Pointing dataset records:
################

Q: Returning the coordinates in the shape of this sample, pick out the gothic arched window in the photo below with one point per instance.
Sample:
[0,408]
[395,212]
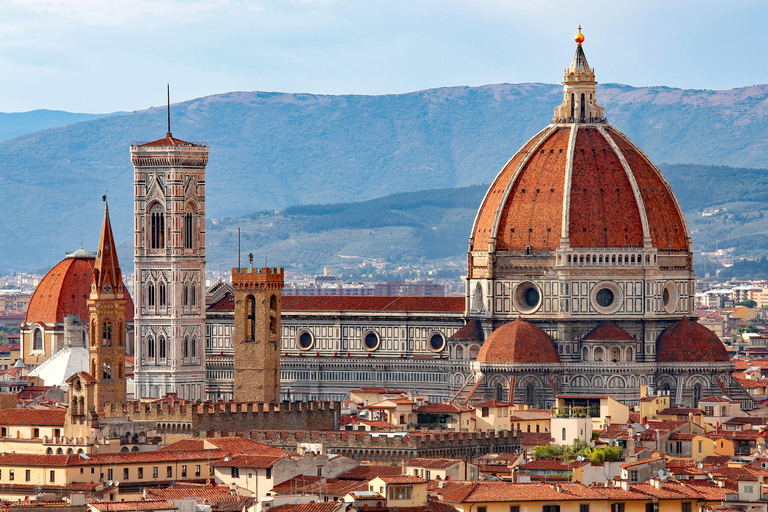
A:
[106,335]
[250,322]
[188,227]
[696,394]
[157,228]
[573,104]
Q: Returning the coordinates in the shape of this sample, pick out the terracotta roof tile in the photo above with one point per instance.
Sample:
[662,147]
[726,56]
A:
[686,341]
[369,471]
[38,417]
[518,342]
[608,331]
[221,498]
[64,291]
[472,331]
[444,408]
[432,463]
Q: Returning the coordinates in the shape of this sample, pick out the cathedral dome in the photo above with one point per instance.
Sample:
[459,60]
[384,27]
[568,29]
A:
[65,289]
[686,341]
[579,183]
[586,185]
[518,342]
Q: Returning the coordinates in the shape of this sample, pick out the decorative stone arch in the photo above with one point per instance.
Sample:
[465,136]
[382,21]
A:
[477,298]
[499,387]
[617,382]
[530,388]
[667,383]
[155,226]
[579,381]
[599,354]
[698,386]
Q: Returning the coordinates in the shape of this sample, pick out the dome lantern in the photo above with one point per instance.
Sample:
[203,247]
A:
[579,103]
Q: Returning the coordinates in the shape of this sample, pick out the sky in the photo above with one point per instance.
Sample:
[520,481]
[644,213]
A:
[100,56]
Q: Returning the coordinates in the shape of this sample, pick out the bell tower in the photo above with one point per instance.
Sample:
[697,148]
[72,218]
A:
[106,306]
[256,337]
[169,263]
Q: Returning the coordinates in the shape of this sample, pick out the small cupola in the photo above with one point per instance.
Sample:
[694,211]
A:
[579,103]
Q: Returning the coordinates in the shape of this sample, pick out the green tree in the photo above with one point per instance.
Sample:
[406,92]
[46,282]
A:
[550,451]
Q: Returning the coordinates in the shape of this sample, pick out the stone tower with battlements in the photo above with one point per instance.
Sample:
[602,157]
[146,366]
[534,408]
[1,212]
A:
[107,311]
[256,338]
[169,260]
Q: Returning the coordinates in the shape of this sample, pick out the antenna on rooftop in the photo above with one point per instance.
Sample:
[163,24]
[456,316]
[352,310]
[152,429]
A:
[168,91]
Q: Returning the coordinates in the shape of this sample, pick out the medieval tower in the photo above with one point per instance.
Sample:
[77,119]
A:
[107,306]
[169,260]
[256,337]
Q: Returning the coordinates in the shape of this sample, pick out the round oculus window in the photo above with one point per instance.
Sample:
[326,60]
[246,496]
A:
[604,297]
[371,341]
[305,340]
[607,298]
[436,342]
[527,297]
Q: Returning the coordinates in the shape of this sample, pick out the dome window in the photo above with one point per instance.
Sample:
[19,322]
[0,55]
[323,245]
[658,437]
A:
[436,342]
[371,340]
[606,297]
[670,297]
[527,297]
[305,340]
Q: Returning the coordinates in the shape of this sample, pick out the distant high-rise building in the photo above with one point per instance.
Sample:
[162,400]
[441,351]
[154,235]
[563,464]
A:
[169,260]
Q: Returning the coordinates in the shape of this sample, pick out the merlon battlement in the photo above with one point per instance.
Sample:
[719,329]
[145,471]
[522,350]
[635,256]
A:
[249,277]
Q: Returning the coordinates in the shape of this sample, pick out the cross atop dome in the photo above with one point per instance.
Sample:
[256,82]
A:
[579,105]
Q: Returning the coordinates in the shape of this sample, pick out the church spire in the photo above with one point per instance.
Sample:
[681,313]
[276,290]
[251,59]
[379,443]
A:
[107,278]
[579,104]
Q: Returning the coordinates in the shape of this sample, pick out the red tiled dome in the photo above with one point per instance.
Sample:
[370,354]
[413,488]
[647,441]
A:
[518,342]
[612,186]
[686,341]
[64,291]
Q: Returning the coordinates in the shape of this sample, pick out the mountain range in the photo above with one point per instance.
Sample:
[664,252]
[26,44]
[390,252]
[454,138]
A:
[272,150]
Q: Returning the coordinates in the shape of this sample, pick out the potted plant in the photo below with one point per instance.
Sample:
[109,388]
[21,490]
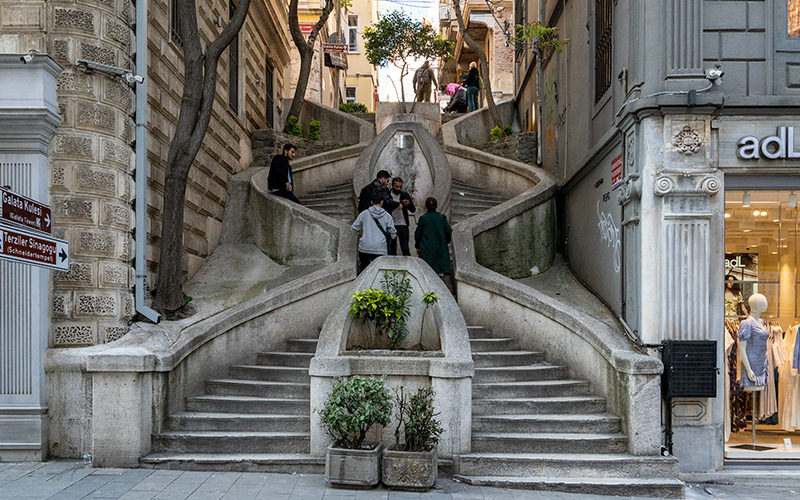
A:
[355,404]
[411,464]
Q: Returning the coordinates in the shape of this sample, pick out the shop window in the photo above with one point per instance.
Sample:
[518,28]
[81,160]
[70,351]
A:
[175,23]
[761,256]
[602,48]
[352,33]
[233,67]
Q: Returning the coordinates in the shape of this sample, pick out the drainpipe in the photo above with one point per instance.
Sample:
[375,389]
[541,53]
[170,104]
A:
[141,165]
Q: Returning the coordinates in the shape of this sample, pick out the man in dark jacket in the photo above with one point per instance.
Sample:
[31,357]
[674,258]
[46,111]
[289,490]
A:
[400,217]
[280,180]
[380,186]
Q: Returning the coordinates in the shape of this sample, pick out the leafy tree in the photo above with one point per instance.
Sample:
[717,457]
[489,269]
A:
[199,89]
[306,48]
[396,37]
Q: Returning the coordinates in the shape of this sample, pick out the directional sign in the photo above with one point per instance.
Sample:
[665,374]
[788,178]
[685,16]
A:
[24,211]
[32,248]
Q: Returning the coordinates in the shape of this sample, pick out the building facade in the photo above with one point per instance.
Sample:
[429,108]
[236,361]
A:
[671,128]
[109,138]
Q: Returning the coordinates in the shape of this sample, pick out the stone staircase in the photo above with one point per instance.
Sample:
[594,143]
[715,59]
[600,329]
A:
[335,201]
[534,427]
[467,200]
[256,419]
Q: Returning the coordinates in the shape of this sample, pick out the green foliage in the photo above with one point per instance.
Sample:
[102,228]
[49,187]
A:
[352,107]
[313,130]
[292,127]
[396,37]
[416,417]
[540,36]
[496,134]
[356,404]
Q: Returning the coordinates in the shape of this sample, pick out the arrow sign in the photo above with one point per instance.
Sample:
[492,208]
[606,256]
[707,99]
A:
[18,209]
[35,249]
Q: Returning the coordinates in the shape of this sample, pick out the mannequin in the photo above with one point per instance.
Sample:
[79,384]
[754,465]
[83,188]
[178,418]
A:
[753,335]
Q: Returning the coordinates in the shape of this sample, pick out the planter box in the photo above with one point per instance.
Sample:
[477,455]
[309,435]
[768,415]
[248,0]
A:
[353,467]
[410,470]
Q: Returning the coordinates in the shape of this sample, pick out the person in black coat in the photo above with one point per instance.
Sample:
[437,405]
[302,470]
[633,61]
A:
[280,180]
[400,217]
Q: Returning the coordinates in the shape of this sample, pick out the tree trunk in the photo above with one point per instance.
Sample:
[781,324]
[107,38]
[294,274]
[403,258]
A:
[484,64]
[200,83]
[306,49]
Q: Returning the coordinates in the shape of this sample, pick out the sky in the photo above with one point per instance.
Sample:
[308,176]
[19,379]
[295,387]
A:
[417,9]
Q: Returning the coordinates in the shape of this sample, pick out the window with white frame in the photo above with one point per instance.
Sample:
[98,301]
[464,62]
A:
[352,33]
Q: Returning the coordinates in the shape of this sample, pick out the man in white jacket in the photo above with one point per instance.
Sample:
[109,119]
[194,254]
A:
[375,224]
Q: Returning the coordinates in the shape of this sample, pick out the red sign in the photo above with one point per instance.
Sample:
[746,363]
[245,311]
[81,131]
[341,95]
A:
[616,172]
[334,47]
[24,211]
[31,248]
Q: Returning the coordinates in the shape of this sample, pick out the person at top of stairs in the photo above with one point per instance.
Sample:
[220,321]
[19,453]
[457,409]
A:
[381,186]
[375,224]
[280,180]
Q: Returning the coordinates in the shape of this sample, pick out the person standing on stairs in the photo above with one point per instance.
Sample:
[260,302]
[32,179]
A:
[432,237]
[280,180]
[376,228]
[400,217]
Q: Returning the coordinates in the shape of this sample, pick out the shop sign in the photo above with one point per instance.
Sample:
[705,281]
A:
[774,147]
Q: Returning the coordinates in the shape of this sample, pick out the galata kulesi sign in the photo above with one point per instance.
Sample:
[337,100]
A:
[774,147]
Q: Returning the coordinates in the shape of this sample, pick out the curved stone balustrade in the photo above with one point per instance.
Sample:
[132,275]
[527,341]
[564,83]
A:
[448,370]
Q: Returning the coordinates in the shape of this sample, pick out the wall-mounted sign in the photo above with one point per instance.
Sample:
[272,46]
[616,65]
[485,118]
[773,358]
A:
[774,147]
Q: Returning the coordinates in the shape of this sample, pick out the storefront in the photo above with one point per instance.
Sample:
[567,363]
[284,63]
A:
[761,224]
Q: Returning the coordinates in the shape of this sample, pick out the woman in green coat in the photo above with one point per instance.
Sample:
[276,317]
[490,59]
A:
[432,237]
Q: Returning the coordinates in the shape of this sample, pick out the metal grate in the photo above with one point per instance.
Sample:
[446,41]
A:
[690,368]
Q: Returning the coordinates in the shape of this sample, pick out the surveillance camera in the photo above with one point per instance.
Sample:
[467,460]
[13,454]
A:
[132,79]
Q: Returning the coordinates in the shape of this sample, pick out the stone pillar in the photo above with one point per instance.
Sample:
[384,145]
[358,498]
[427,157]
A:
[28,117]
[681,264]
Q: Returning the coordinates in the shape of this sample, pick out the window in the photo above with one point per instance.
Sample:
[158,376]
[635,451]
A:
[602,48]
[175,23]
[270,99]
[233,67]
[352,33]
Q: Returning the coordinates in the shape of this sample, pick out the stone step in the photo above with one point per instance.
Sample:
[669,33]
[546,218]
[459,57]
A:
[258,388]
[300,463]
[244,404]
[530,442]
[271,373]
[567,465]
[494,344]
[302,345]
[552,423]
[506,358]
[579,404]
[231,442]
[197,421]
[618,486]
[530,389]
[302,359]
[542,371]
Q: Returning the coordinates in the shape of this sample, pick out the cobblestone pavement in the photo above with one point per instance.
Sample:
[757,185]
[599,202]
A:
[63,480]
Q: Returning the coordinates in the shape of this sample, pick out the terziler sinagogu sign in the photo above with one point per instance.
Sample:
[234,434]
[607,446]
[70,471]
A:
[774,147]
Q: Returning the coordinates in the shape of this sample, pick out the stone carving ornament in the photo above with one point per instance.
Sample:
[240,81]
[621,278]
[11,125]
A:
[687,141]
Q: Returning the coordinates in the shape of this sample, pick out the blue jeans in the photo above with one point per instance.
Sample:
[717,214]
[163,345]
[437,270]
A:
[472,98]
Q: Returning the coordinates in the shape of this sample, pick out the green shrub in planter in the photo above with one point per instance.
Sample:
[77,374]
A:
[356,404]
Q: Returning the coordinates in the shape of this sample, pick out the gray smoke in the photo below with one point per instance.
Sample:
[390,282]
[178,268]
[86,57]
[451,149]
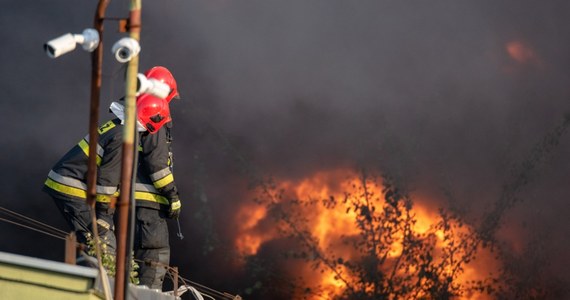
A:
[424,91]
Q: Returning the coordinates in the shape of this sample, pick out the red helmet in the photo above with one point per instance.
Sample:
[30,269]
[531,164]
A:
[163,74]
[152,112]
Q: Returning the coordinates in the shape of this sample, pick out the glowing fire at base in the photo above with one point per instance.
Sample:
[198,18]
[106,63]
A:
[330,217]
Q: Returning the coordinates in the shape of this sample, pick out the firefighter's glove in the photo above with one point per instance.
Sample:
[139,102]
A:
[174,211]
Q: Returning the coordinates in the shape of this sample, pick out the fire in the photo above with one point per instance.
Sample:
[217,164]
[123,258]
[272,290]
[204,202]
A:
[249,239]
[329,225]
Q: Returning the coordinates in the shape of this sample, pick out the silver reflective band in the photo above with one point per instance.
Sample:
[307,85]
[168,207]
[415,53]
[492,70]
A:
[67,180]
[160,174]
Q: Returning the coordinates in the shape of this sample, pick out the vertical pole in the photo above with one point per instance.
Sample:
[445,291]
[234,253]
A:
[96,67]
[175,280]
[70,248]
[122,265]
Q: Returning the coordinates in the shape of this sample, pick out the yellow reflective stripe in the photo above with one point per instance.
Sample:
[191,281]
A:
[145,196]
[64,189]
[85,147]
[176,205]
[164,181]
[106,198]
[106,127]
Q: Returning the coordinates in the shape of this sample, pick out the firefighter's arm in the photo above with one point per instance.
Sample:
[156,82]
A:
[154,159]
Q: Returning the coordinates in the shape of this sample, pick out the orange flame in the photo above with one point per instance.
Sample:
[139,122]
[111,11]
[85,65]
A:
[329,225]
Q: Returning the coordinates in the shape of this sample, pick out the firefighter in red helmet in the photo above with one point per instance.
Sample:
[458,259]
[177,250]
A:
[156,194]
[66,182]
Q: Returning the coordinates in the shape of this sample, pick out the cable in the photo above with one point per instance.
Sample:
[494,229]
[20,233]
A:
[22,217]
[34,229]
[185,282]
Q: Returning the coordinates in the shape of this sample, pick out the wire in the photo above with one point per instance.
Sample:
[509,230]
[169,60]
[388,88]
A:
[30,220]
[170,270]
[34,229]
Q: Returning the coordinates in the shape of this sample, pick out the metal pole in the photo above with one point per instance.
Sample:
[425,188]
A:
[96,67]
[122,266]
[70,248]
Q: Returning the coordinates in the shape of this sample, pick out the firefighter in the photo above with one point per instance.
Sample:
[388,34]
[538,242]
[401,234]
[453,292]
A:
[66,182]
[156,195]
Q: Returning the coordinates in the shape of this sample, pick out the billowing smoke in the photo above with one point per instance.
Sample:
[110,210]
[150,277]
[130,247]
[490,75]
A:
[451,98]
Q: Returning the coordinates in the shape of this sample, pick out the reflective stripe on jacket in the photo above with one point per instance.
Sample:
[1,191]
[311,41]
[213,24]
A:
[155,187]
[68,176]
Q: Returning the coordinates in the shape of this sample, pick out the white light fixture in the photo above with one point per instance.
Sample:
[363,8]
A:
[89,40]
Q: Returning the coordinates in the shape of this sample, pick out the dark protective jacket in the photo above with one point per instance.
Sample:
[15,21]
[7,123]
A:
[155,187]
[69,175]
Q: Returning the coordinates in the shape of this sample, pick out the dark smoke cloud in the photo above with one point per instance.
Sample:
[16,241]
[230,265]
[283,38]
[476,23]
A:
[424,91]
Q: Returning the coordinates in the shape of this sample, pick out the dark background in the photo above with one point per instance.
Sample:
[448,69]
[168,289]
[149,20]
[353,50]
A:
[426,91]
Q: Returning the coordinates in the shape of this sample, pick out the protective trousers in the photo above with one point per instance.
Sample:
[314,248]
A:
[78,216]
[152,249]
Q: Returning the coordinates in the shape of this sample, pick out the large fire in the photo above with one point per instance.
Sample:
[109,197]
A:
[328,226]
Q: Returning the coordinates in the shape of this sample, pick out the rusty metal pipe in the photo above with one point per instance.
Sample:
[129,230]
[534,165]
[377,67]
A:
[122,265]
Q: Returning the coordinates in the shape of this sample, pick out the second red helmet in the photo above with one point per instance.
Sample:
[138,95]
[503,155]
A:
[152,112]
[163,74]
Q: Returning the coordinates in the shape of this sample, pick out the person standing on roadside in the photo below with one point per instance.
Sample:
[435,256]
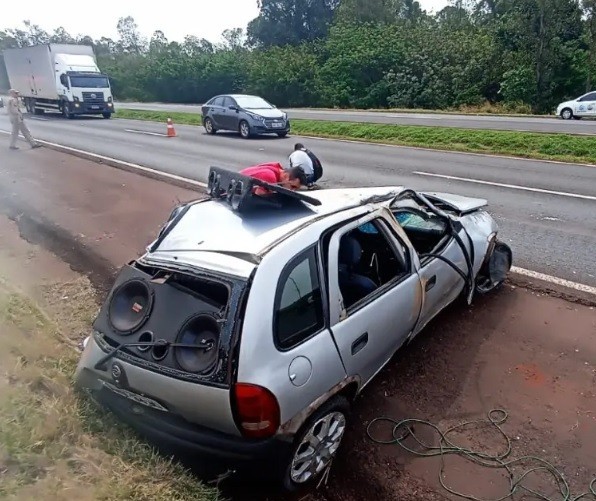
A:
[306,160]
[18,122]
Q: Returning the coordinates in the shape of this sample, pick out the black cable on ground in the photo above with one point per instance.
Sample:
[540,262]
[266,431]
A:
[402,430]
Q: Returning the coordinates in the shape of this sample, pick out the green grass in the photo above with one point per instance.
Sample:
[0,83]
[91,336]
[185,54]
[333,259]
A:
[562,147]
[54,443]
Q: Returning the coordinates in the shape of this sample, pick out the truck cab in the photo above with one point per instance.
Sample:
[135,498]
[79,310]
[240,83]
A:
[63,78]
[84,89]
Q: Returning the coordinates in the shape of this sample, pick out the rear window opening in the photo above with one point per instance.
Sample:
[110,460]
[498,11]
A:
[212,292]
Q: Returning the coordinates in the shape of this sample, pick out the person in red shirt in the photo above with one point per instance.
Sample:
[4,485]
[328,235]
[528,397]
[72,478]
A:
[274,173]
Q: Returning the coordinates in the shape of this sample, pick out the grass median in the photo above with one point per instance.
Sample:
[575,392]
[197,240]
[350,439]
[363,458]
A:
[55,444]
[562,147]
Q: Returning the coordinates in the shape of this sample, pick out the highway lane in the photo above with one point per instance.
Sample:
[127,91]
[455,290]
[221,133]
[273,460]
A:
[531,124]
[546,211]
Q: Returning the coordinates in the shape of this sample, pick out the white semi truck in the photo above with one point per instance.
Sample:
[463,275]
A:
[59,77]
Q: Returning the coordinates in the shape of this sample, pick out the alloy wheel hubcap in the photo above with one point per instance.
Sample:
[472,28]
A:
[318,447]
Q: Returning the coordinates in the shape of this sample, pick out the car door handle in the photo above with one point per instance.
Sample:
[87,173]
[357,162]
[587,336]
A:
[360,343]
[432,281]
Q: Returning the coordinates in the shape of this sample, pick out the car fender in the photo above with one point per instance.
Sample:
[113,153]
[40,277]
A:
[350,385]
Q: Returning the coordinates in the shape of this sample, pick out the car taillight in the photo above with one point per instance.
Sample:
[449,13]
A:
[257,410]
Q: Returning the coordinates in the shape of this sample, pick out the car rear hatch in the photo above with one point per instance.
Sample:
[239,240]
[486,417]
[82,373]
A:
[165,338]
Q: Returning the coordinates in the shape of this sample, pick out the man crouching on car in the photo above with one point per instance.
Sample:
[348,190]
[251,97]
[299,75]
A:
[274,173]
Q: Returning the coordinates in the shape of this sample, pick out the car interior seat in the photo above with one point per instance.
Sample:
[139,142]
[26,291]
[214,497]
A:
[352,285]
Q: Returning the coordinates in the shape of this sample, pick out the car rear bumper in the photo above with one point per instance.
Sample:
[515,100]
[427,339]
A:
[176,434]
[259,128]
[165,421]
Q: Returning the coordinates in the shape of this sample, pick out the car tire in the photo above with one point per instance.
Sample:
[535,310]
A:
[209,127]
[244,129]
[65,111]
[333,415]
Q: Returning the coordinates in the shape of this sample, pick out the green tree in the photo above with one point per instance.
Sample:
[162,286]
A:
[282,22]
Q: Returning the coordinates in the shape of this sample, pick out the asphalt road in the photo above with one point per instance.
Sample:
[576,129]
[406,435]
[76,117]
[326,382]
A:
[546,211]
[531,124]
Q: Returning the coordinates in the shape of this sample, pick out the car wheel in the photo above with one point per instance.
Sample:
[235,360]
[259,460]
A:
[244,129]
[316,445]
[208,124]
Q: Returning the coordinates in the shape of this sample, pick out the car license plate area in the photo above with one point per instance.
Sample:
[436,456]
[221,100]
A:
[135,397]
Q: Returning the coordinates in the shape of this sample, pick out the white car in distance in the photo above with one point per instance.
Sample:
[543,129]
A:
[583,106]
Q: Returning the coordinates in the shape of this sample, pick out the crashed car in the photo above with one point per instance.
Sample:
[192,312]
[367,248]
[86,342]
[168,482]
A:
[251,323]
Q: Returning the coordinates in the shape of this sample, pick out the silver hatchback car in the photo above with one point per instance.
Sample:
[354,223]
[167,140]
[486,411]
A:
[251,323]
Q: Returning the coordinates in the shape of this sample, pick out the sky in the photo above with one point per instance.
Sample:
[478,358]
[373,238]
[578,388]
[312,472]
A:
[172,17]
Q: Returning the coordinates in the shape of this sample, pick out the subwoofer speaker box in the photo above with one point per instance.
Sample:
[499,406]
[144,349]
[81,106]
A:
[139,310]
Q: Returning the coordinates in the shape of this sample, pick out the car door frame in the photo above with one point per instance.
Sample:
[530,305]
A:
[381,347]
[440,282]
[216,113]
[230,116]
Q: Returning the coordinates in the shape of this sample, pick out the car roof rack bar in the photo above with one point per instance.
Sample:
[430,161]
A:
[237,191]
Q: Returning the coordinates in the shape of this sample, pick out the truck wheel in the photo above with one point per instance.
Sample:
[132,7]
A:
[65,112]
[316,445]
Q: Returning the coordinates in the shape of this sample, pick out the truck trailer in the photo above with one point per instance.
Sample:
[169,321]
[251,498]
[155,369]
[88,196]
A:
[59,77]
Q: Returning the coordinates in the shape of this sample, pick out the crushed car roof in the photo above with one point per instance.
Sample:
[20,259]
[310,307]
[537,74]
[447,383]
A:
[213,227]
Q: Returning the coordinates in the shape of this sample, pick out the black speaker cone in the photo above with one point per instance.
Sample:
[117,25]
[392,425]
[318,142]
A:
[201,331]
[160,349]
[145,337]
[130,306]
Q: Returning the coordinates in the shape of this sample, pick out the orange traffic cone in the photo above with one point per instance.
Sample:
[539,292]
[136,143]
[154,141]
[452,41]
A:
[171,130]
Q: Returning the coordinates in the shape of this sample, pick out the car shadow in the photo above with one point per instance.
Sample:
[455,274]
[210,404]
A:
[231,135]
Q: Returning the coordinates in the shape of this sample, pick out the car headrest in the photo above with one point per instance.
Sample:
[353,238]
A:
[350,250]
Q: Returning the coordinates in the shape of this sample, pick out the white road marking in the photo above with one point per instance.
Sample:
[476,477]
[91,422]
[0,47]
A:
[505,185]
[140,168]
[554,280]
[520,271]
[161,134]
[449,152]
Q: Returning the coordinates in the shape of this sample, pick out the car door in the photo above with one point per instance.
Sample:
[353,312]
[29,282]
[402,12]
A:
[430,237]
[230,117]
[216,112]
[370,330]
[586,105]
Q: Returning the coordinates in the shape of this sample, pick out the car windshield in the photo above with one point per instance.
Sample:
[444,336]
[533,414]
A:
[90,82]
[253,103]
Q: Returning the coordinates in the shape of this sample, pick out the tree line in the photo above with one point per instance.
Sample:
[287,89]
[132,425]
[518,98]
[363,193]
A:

################

Directions for this task: Copy only the stretch running from the line containing "car door in" to the final line of the entries, both ends included, exactly as it stands.

Result:
Q: Returning the coordinates in the shape of this sample, pick out the car door in the photo above with one point per instance.
Sample:
[353,312]
[29,282]
[402,12]
A:
[430,237]
[230,117]
[216,112]
[370,330]
[586,105]
Q: Returning the coordinates in the shape of this sample, pick out the car windshield in the photo above with one point per instance.
Sample:
[444,336]
[533,414]
A:
[90,82]
[253,103]
Q: Returning the coordinates in the shape of this sample, pick out the tree line in the photo above with one point per instance.
Sample:
[287,89]
[132,425]
[518,98]
[363,193]
A:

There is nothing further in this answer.